**What the exercise asks:** Only the lines from the one containing "Could you point at the hillside in" to the end of the entries should be written out, each exactly as it stands, both ends included.

**Raw records:**
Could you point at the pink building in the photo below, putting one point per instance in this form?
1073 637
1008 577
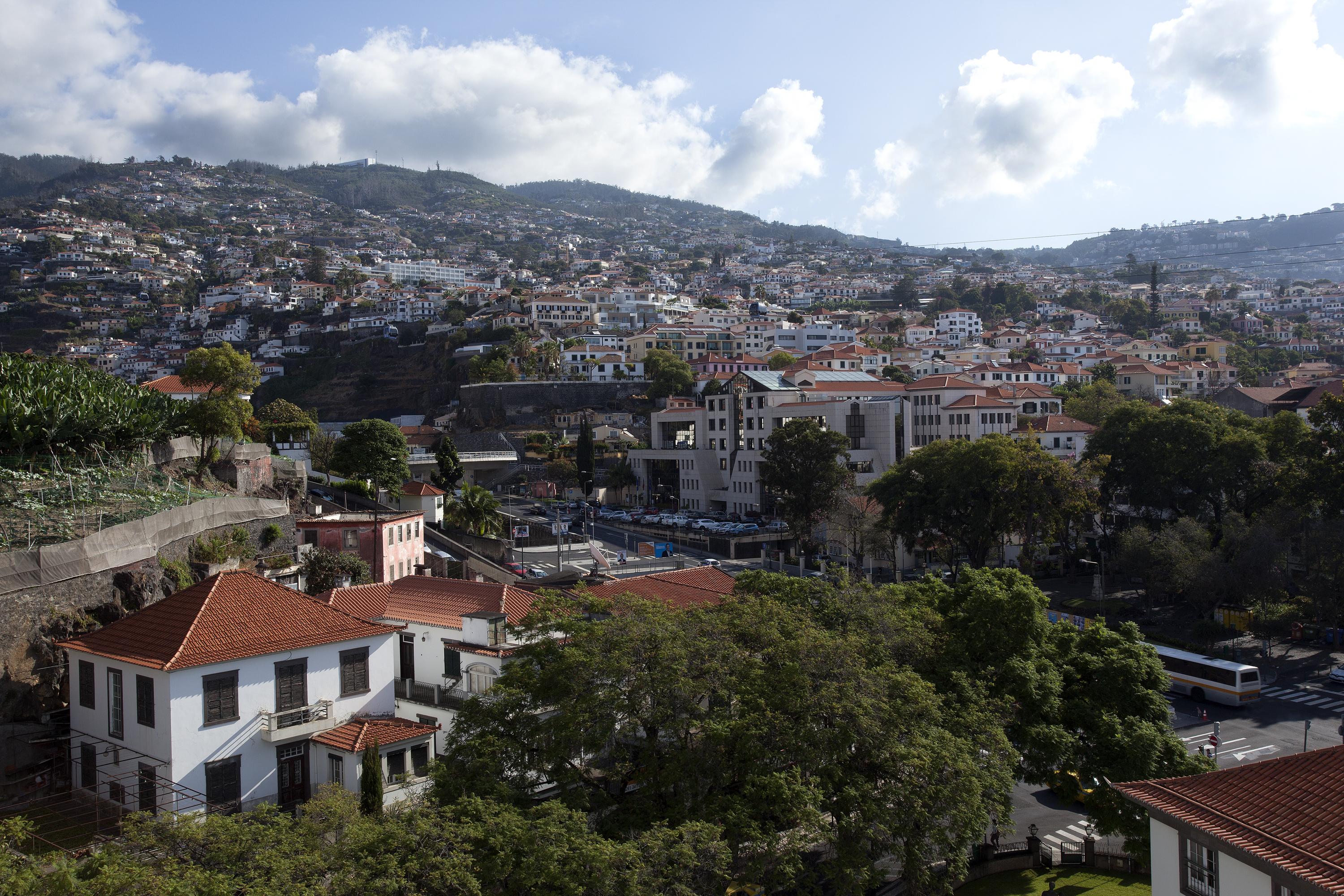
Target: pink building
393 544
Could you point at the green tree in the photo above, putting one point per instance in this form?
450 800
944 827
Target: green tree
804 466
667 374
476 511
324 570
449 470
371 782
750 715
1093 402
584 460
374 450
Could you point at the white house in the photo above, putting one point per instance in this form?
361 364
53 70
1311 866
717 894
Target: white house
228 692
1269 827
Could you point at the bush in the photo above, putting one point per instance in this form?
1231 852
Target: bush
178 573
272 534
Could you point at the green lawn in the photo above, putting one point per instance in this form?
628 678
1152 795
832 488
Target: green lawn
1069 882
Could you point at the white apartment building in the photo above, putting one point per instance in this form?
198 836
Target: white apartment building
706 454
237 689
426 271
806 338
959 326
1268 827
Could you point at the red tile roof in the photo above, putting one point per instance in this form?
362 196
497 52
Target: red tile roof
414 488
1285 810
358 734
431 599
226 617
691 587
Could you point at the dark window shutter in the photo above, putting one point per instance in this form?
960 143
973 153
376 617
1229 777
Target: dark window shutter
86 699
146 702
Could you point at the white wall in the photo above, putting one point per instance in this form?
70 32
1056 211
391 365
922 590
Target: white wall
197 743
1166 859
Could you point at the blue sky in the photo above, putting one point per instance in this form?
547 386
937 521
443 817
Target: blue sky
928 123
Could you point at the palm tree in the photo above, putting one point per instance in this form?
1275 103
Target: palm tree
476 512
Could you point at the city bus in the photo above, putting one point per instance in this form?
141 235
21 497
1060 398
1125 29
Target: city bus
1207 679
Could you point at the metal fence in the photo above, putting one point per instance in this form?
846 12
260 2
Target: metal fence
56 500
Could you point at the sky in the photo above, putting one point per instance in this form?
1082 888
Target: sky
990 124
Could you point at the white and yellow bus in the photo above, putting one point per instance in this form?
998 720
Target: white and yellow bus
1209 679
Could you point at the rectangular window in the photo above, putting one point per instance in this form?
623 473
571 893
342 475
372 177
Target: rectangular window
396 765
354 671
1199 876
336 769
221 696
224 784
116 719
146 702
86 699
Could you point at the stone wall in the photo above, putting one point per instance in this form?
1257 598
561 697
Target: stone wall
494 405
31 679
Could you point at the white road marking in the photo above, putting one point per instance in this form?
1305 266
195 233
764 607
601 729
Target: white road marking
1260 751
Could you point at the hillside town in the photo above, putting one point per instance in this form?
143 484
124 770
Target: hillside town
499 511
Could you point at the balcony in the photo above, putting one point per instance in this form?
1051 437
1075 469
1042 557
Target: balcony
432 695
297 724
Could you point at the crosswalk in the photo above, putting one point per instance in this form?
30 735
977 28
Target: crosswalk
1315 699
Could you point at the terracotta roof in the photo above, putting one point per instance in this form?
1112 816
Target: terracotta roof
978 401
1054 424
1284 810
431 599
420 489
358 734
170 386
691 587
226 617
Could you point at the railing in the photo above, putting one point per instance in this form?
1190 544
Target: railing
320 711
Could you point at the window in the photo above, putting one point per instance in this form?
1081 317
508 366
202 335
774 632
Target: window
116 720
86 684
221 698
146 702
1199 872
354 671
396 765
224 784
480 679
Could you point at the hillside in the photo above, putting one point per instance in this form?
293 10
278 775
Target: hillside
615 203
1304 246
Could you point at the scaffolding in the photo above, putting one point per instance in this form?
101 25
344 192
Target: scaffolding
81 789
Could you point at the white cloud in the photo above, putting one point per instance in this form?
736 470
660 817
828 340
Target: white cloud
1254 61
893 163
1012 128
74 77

**Answer to this task:**
Could you point at the hillside in the photo above, putting one point per instance in this form?
293 10
278 775
Target: hillside
615 203
1304 246
Could you point at the scaffolding in the photo above, putting one point per instance in this form?
101 25
344 192
Target: scaffolding
81 789
Could you point at the white cloud in the photo above, putting one point per instance in this form?
736 470
660 817
828 340
Target: white cloud
1254 61
893 163
1012 128
74 77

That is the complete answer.